TEXT PASSAGE »

** START **

Friday, 11 Jul, 2008

Captain Paul Watson received the following letter from the office of Caroline Lucas in the European Parliament.

Letter to Captain Paul Watson

 

Dear Paul,

Thank you for having written to Caroline regarding this timely yet highly emotive issue. As you may already be aware, a large part of Caroline's work is dedicated to animal welfare issues, and seals have always been at the forefront of this section of her work. In 2006 Caroline co-signed a Written Declaration (equivalent of a Westminster One Day Motion) on banning seal products in the EU, which was successfully adopted by the Parliament with a majority of 425 signatures. More recently Caroline has written to the Russian authorities in order to expose key statistics on the number of seal pups slaughtered every year on Russia's White Sea Coast. This week she will bring the issue up during the mini-plenary session in Parliament, as I have secured her an emergency speaking time.

It was twenty five years ago (almost to the day) that the European Community passed legislation banning the import of fur from 'white coat' harp seal pups and hooded seal pups. The ban resulted from a widespread revulsion of the clubbing to death of seal pups in Canada for a product nobody needs - fur. Today, the Canadian seal hunt is worse than ever. Earlier this year the Canadian Department of Fisheries and Oceans (DFO)  announced that 275,000 pups would be killed during this year's slaughter - nearly 100,000 more than the annual toll prior to the EC ban. And, despite the 1983 ban, Europe still plays a crucial role in supporting the killing. The sealers now wait just a few days until the harp seal pups (the main target of the hunt) have shed their white fur. These youngsters are still unable to swim and have not had a solid meal. They are clubbed or shot, for their fur, which can and is imported into the EU, including the United Kingdom, and it is the money from this trade that convinces sealers to continue the hunt. The sealers are cynically exploiting a loophole in European law that it is time to close.

** END **

EXCERPTED RECORDS »
** START **

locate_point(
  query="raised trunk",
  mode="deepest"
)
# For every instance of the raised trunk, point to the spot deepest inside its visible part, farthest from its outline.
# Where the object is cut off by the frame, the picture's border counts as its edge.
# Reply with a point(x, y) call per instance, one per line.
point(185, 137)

** END **

TASK INSTRUCTIONS »
#1 From the letter about the seal hunt, copy the part that opens with the words "Letter to Captain" and closes with "emergency speaking time.".
#2 Answer these questions using the letter about the seal hunt:
(a) In what year did Caroline co-sign the Written Declaration on banning seal products in the EU?
(b) To which authorities did Caroline write about the number of seal pups slaughtered every year?
(c) How many pups did the Canadian Department of Fisheries and Oceans announce would be killed during this year's slaughter?

SOLUTIONS TO THE PROBLEMS »
#1
Letter to Captain Paul Watson

 

Dear Paul,

Thank you for having written to Caroline regarding this timely yet highly emotive issue. As you may already be aware, a large part of Caroline's work is dedicated to animal welfare issues, and seals have always been at the forefront of this section of her work. In 2006 Caroline co-signed a Written Declaration (equivalent of a Westminster One Day Motion) on banning seal products in the EU, which was successfully adopted by the Parliament with a majority of 425 signatures. More recently Caroline has written to the Russian authorities in order to expose key statistics on the number of seal pups slaughtered every year on Russia's White Sea Coast. This week she will bring the issue up during the mini-plenary session in Parliament, as I have secured her an emergency speaking time.

#2
(a) 2006
(b) The Russian authorities
(c) 275,000